Swap each "Point to" in the records below for "Mark" and leave everything else untouched.

#### EXTRACTED ENTRIES ####

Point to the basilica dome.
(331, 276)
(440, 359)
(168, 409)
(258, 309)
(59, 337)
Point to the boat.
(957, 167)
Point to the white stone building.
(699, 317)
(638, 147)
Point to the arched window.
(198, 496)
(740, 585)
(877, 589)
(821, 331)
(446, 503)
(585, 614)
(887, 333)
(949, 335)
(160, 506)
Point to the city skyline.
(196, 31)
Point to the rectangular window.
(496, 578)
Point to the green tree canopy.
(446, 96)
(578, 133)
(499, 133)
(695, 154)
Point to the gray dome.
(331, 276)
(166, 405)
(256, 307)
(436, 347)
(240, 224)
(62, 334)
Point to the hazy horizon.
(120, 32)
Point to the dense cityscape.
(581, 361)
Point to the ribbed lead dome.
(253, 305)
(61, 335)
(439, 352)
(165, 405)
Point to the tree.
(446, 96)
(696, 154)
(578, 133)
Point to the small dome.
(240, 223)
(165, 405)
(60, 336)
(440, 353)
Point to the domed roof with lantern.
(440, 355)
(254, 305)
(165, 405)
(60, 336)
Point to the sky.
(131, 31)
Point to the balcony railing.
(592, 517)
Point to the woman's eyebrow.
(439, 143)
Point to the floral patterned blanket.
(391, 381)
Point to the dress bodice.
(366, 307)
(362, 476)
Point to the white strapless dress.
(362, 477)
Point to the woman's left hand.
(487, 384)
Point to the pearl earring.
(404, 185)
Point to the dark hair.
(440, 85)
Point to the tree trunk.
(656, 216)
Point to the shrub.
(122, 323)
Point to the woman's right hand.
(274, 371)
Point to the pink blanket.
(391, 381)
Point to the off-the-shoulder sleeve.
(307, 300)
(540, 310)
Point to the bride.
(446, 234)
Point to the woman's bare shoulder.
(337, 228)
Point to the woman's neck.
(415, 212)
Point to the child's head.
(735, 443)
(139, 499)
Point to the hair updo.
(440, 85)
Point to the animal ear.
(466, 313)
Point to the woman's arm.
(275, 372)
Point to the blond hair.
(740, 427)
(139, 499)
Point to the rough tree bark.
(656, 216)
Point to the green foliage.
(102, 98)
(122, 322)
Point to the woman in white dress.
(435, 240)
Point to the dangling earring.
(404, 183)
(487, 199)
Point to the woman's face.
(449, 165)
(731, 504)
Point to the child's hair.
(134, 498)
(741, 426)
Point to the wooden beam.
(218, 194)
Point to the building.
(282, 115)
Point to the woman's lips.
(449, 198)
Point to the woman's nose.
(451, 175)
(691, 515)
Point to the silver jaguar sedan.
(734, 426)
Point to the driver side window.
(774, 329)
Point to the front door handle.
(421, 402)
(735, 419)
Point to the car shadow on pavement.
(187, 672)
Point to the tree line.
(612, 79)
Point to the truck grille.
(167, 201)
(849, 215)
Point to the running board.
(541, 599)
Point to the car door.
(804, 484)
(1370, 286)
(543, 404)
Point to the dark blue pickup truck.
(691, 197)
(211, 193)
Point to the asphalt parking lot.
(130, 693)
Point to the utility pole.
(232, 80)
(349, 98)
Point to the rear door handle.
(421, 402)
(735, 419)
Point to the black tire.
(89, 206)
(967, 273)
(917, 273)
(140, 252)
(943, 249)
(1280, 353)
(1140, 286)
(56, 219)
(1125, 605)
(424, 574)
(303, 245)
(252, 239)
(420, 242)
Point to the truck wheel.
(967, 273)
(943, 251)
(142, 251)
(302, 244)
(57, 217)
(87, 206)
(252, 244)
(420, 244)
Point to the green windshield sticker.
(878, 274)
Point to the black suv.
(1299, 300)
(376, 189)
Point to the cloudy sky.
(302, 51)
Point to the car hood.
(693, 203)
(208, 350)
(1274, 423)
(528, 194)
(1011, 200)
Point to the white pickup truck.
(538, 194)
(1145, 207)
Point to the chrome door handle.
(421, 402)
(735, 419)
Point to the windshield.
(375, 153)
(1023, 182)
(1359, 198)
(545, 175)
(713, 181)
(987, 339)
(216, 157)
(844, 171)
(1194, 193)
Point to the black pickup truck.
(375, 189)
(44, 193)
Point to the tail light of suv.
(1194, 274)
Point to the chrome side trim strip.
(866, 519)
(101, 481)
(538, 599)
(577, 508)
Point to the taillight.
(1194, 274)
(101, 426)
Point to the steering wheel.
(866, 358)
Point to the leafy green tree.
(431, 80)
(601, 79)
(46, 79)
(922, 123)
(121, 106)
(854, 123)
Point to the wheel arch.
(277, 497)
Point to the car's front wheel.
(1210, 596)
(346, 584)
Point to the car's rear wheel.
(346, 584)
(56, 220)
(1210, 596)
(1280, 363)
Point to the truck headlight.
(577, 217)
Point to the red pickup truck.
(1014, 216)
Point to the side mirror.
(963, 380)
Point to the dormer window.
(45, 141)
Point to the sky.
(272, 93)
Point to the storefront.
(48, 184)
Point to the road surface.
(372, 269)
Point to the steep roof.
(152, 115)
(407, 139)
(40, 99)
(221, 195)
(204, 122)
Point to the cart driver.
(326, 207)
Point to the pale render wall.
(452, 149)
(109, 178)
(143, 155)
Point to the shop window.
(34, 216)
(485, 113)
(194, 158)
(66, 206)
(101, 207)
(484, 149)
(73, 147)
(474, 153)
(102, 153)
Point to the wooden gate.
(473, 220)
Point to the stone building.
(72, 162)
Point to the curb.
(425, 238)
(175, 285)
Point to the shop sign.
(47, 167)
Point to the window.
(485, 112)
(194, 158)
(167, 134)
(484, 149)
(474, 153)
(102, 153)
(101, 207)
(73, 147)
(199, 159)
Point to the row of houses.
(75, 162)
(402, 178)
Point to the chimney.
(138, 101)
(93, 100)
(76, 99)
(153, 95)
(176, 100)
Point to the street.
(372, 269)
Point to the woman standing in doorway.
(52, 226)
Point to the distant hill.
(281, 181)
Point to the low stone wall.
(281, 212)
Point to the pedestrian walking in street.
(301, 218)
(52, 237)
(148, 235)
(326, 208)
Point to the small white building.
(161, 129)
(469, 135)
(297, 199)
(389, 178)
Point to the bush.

####

RIGHT ANSWER —
Mark the basilica dome.
(331, 276)
(440, 359)
(168, 409)
(258, 309)
(59, 337)
Mark the boat.
(957, 167)
Mark the white stone building.
(699, 317)
(638, 147)
Mark the arched window.
(198, 496)
(740, 585)
(877, 589)
(821, 331)
(446, 503)
(585, 614)
(887, 333)
(949, 335)
(160, 506)
Mark the city skyline.
(196, 31)
Mark the rectangular window.
(496, 578)
Mark the green tree canopy.
(446, 96)
(578, 133)
(499, 133)
(695, 154)
Mark the gray dome.
(331, 276)
(166, 405)
(256, 307)
(436, 347)
(240, 224)
(62, 334)
Mark the hazy horizon.
(120, 32)
Mark the dense cityscape.
(581, 361)
Mark the ribbed lead dome.
(253, 305)
(61, 335)
(439, 352)
(165, 405)
Mark the tree.
(446, 96)
(696, 154)
(578, 133)
Mark the small dome.
(240, 223)
(165, 405)
(60, 336)
(440, 353)
Mark the domed roof with lantern.
(440, 355)
(254, 305)
(165, 405)
(60, 336)
Mark the sky.
(131, 31)
Mark the balcony railing.
(592, 517)
Mark the woman's eyebrow.
(439, 143)
Mark the floral patterned blanket.
(391, 381)
Mark the dress bodice.
(366, 307)
(362, 476)
Mark the white strapless dress.
(362, 477)
Mark the woman's left hand.
(487, 384)
Mark the pearl earring.
(404, 185)
Mark the dark hair.
(440, 85)
Mark the tree trunk.
(656, 216)
Mark the shrub.
(122, 323)
Mark the woman's right hand.
(274, 371)
Mark the pink blanket.
(391, 381)
Mark the off-the-shoulder sleeve.
(307, 300)
(540, 310)
Mark the bride.
(446, 234)
Mark the woman's bare shoulder.
(337, 228)
Mark the woman's neck.
(415, 212)
Mark the child's head.
(735, 443)
(139, 499)
Mark the hair updo.
(440, 85)
Mark the animal ear.
(466, 313)
Mark the woman's arm.
(275, 372)
Mark the blond hair.
(740, 427)
(139, 499)
Mark the rough tree bark.
(656, 216)
Mark the green foliage.
(102, 98)
(122, 322)
Mark the woman in white dress.
(435, 240)
Mark the dangling earring.
(404, 183)
(487, 199)
Mark the woman's face.
(449, 165)
(731, 504)
Mark the child's hair.
(134, 498)
(741, 426)
Mark the wooden beam.
(218, 194)
Mark the building.
(282, 115)
Mark the woman's lips.
(449, 198)
Mark the woman's nose.
(451, 175)
(691, 515)
Mark the silver jaguar sedan.
(734, 426)
Mark the driver side window.
(774, 329)
Mark the front door handle.
(421, 402)
(735, 419)
Mark the car shadow on pavement.
(187, 672)
Mark the tree line.
(612, 79)
Mark the truck grille.
(167, 201)
(849, 215)
Mark the running board.
(541, 599)
Mark the car door.
(804, 484)
(1370, 286)
(543, 404)
Mark the dark blue pickup truck.
(691, 197)
(211, 193)
Mark the asphalt parking lot.
(130, 693)
Mark the utility pole.
(232, 80)
(349, 98)
Mark the rear door handle.
(421, 402)
(735, 419)
Mark the black tire.
(89, 206)
(967, 273)
(917, 273)
(140, 252)
(943, 249)
(1280, 353)
(1140, 286)
(56, 219)
(1125, 605)
(424, 574)
(303, 245)
(252, 239)
(420, 242)
Mark the truck wheel.
(967, 273)
(943, 251)
(142, 251)
(302, 244)
(57, 217)
(87, 206)
(252, 244)
(420, 244)
Mark the green windshield sticker.
(878, 274)
Mark the black suv.
(1299, 300)
(376, 189)
Mark the cloudy sky.
(302, 51)
Mark the car hood.
(693, 203)
(208, 350)
(1274, 423)
(528, 194)
(1011, 200)
Mark the white pickup truck.
(538, 194)
(1145, 207)
Mark the chrome door handle.
(421, 402)
(735, 419)
Mark the windshield.
(375, 153)
(1023, 182)
(1359, 198)
(545, 175)
(713, 181)
(987, 339)
(216, 157)
(844, 171)
(1194, 193)
Mark the black pickup truck.
(375, 189)
(44, 193)
Mark the tail light of suv.
(1194, 274)
Mark the chrome side trim strip.
(866, 519)
(101, 481)
(538, 599)
(577, 508)
Mark the taillight.
(1194, 274)
(101, 426)
Mark the steering wheel.
(866, 358)
Mark the leafy green tree.
(431, 80)
(601, 79)
(46, 79)
(922, 123)
(121, 106)
(854, 123)
Mark the wheel arch.
(277, 497)
Mark the car's front wheel.
(1210, 596)
(346, 584)
Mark the car's rear wheel.
(346, 584)
(56, 220)
(1210, 596)
(1280, 363)
Mark the truck headlight.
(577, 217)
Mark the red pickup truck.
(1014, 216)
Mark the side mirror.
(963, 380)
Mark the dormer window.
(45, 141)
Mark the sky.
(272, 93)
Mark the storefront.
(48, 184)
Mark the road surface.
(372, 269)
Mark the steep roof.
(152, 115)
(407, 139)
(40, 99)
(221, 195)
(204, 122)
Mark the cart driver.
(326, 207)
Mark the pale render wall.
(452, 149)
(109, 178)
(143, 155)
Mark the shop window.
(34, 216)
(485, 113)
(194, 158)
(66, 206)
(101, 207)
(484, 149)
(73, 147)
(474, 153)
(102, 153)
Mark the wooden gate.
(473, 220)
Mark the stone building.
(72, 162)
Mark the curb.
(425, 238)
(175, 285)
Mark the shop sign.
(47, 167)
Mark the window.
(485, 112)
(194, 158)
(167, 134)
(484, 149)
(474, 153)
(102, 153)
(101, 207)
(73, 147)
(199, 159)
Mark the row of houses.
(75, 162)
(402, 178)
Mark the chimney.
(138, 101)
(93, 100)
(76, 99)
(153, 95)
(176, 100)
Mark the street.
(372, 269)
Mark the woman standing in doorway.
(52, 226)
Mark the distant hill.
(281, 181)
Mark the low stone wall.
(281, 212)
Mark the pedestrian walking in street.
(301, 218)
(52, 237)
(148, 235)
(326, 208)
Mark the small white building.
(161, 129)
(469, 135)
(297, 199)
(389, 178)
Mark the bush.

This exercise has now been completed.